*Part of a data file*.
:::
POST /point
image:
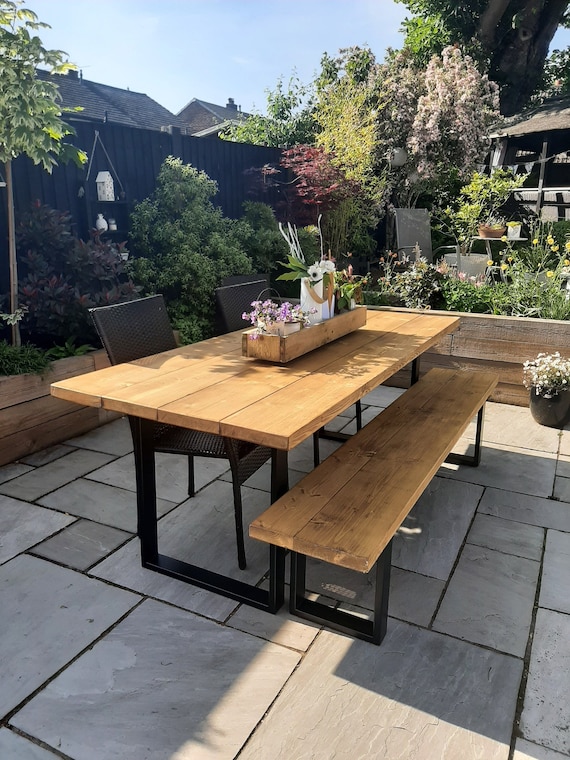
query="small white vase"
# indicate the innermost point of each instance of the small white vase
(312, 298)
(283, 328)
(101, 223)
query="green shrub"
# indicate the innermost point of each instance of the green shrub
(18, 360)
(184, 246)
(466, 295)
(61, 277)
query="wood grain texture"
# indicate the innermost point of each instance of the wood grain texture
(210, 386)
(488, 342)
(346, 510)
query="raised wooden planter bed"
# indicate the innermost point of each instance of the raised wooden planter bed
(486, 341)
(31, 419)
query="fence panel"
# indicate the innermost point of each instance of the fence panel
(133, 156)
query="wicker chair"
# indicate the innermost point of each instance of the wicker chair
(232, 300)
(141, 328)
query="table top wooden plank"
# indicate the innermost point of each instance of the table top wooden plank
(281, 419)
(210, 386)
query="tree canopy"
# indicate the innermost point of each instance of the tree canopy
(30, 114)
(509, 39)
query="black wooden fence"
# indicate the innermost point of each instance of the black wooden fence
(134, 157)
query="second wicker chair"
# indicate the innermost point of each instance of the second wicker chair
(140, 328)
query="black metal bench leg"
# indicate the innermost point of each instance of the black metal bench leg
(471, 461)
(369, 630)
(358, 406)
(415, 371)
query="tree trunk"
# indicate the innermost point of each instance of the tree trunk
(516, 36)
(16, 339)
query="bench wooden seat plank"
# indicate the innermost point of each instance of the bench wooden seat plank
(347, 510)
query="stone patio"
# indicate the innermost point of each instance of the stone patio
(103, 660)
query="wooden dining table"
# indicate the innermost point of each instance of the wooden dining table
(210, 386)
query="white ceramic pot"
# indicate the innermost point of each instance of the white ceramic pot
(283, 328)
(312, 298)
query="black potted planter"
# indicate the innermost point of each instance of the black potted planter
(552, 410)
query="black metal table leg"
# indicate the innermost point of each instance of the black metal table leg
(270, 600)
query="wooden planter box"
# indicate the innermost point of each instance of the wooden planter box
(502, 344)
(274, 348)
(31, 419)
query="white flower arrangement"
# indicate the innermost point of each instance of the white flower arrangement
(296, 263)
(548, 374)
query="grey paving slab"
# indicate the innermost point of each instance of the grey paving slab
(49, 614)
(23, 525)
(112, 438)
(171, 474)
(545, 718)
(34, 484)
(513, 469)
(563, 466)
(562, 488)
(532, 510)
(15, 747)
(413, 597)
(13, 470)
(82, 544)
(418, 695)
(430, 537)
(124, 569)
(507, 536)
(565, 443)
(101, 503)
(200, 531)
(509, 425)
(382, 396)
(527, 751)
(280, 628)
(555, 583)
(489, 599)
(45, 456)
(162, 684)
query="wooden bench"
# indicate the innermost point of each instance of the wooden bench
(347, 510)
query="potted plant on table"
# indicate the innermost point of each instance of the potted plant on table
(272, 318)
(348, 287)
(317, 280)
(547, 377)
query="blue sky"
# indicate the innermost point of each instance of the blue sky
(176, 50)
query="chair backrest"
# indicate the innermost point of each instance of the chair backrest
(134, 329)
(233, 300)
(413, 226)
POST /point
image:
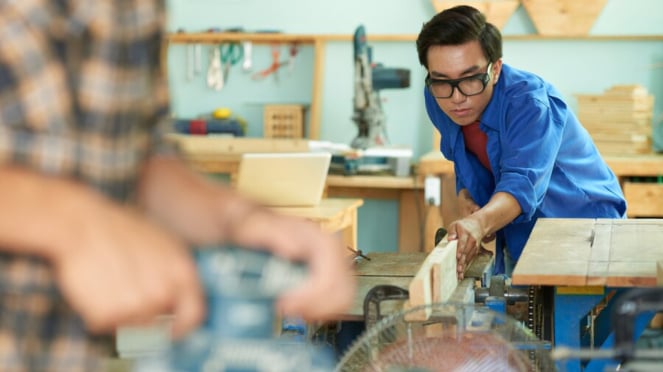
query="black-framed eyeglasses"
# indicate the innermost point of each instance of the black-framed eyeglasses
(467, 86)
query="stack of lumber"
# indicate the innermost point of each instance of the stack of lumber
(563, 17)
(619, 120)
(497, 12)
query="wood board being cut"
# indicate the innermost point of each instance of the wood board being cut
(435, 281)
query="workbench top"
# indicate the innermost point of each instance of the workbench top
(622, 165)
(591, 252)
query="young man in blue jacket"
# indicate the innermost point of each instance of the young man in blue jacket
(519, 152)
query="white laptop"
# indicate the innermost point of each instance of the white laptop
(284, 179)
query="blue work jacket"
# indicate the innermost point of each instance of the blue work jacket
(539, 153)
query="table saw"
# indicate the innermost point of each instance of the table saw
(590, 264)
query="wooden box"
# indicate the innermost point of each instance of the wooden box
(283, 121)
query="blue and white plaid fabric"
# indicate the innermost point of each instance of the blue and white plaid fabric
(82, 95)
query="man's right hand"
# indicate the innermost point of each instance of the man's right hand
(466, 205)
(113, 266)
(117, 268)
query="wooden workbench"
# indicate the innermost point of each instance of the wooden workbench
(408, 191)
(589, 262)
(591, 252)
(222, 155)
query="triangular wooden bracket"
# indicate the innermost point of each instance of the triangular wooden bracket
(564, 17)
(497, 12)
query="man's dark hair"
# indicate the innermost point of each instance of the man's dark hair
(459, 25)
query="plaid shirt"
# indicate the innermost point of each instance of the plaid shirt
(81, 93)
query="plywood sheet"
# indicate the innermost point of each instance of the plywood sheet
(612, 252)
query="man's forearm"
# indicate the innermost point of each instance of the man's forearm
(37, 211)
(497, 213)
(185, 202)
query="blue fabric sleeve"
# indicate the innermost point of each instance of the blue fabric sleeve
(530, 144)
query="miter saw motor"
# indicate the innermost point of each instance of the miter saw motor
(241, 332)
(370, 78)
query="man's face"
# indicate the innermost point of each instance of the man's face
(455, 62)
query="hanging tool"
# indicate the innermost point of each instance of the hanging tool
(230, 55)
(189, 62)
(294, 50)
(273, 68)
(215, 71)
(197, 59)
(247, 65)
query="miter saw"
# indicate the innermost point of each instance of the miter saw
(371, 147)
(475, 329)
(630, 312)
(239, 333)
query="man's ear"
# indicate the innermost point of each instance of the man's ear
(497, 70)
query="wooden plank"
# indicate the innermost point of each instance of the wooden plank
(621, 253)
(563, 17)
(411, 229)
(222, 145)
(435, 281)
(383, 182)
(497, 12)
(644, 199)
(392, 264)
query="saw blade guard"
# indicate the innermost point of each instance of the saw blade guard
(457, 337)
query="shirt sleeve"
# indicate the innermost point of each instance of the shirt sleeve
(530, 143)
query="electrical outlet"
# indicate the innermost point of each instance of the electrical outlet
(432, 190)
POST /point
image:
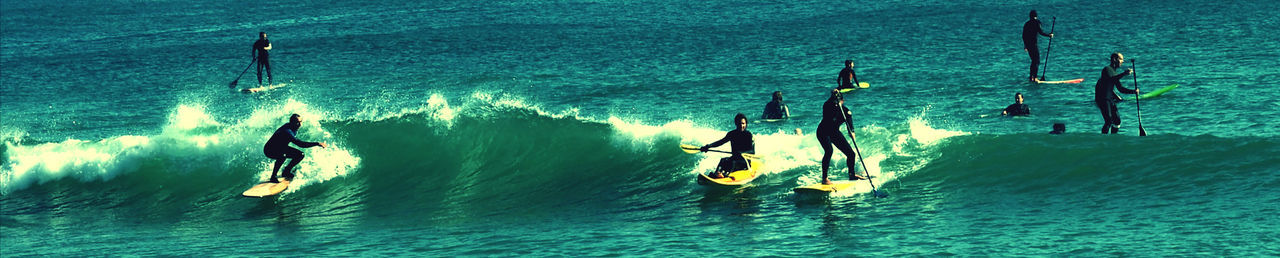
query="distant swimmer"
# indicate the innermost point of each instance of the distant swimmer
(1106, 97)
(846, 78)
(833, 115)
(260, 53)
(1031, 41)
(1059, 128)
(278, 147)
(740, 142)
(776, 109)
(1018, 107)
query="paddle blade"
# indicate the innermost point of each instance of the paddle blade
(689, 148)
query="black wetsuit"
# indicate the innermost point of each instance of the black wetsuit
(775, 110)
(1105, 97)
(1029, 40)
(740, 142)
(278, 148)
(263, 60)
(1018, 109)
(846, 78)
(828, 133)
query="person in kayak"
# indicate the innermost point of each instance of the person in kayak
(776, 109)
(833, 115)
(740, 142)
(1031, 40)
(848, 78)
(1105, 96)
(260, 47)
(278, 147)
(1018, 107)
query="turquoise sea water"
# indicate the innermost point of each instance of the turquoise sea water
(551, 128)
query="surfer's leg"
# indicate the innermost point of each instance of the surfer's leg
(1034, 54)
(850, 160)
(295, 159)
(824, 141)
(1106, 116)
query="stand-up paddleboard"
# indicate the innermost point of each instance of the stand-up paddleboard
(860, 84)
(1059, 82)
(839, 185)
(1157, 92)
(263, 88)
(266, 189)
(735, 178)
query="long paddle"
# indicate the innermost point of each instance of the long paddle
(242, 73)
(850, 127)
(695, 150)
(1134, 67)
(1050, 47)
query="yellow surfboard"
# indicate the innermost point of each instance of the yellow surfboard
(735, 178)
(266, 189)
(835, 187)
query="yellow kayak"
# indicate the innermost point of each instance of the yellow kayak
(735, 178)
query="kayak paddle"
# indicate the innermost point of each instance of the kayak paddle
(1136, 101)
(695, 150)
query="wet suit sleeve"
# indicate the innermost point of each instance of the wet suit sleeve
(295, 139)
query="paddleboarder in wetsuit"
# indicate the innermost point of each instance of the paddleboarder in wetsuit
(1031, 32)
(848, 78)
(260, 47)
(1105, 96)
(278, 147)
(776, 109)
(1018, 107)
(835, 115)
(740, 142)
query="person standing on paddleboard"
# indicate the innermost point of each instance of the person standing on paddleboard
(1106, 97)
(278, 147)
(1018, 107)
(776, 109)
(848, 78)
(833, 115)
(260, 47)
(1031, 40)
(740, 142)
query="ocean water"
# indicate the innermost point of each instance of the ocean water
(551, 128)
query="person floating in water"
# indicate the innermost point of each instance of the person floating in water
(740, 142)
(1031, 41)
(848, 78)
(260, 47)
(278, 147)
(776, 109)
(1059, 128)
(833, 115)
(1106, 97)
(1018, 107)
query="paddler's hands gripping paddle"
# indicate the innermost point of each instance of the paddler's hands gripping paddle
(689, 148)
(1136, 102)
(849, 125)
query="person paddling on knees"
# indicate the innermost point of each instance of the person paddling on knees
(835, 114)
(848, 78)
(278, 147)
(776, 109)
(1105, 96)
(260, 47)
(1018, 107)
(1031, 42)
(740, 142)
:::
*Problem*.
Pull out every line of the items above that contains the word "yellow", matching case exactly.

*Solution to the exercise*.
query="yellow surfboard"
# indicate the innermost point of each instance of the yellow surfboard
query="yellow kayak"
# indicate the innermost point of each instance of the yellow kayak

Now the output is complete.